Goal a >> Please return every line of the records below that contains the word "Thank".

Source excerpt >>
....

Author lostbuttefly Posted September 11, 2017 Author Posted September 11, 2017 If you are over him stop looking at his social media. I wish it was that easy. He was trying to get me for 7 months after we met, I wasn't even interested. A month prior to going camping for his brother bday, he invited me on cruise with his family (parents, grandparents, siblings, everyone). And only few weeks later, he fells for another girl (and as shallow as this is, she can't even come close to me looks wise and I am just average cute girl). Once I fell for him, spent tons of money and time to see him, he decided he wasn't interested anymore.
Author lostbuttefly Posted September 11, 2017 Author Posted September 11, 2017 Oh and she is friends with his mom on fb. I am not stalking her, we just have mutual friends and I saw yesterday his mom liked her picture and that made me wonder.
stillafool Posted September 11, 2017 Posted September 11, 2017 So are you admitting that you are not over him? He could be dating her if she keeps showing up in those pictures or she may just be a friend of his friend's gf who tags along. It takes more than looks to keep a man interested. Looks may catch him but it is the emotional aspect of a relationship that keeps him hungry for you.

....

Stored records from a collection >>
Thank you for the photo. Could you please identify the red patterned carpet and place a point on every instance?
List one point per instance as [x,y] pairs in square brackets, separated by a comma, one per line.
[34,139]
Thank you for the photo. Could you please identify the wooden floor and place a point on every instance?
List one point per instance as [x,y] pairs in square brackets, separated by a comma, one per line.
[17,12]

....

Goal b >> Write what comes next in the forum thread about getting over an ex, starting after its last post.

Task response a >>
Thank you for the photo. Could you please identify the red patterned carpet and place a point on every instance?
Thank you for the photo. Could you please identify the wooden floor and place a point on every instance?

Task response b >>
Author lostbuttefly Posted September 11, 2017 Author Posted September 11, 2017 So are you admitting that you are not over him? He could be dating her if she keeps showing up in those pictures or she may just be a friend of his friend's gf who tags along. It takes more than looks to keep a man interested. Looks may catch him but it is the emotional aspect of a relationship that keeps him hungry for you. i think I am more hurt than anything else. He literally couldn't wait to see me, and was texting me every single moment while on a cruise and even later while at the party with his friends before camping trip. And then, it all changed overnight (during that camping event). But he still kept saying even when we broke up that he would love if we meet again in a year or so (when we would be able to close the distance). I am just trying to understand that overnight change.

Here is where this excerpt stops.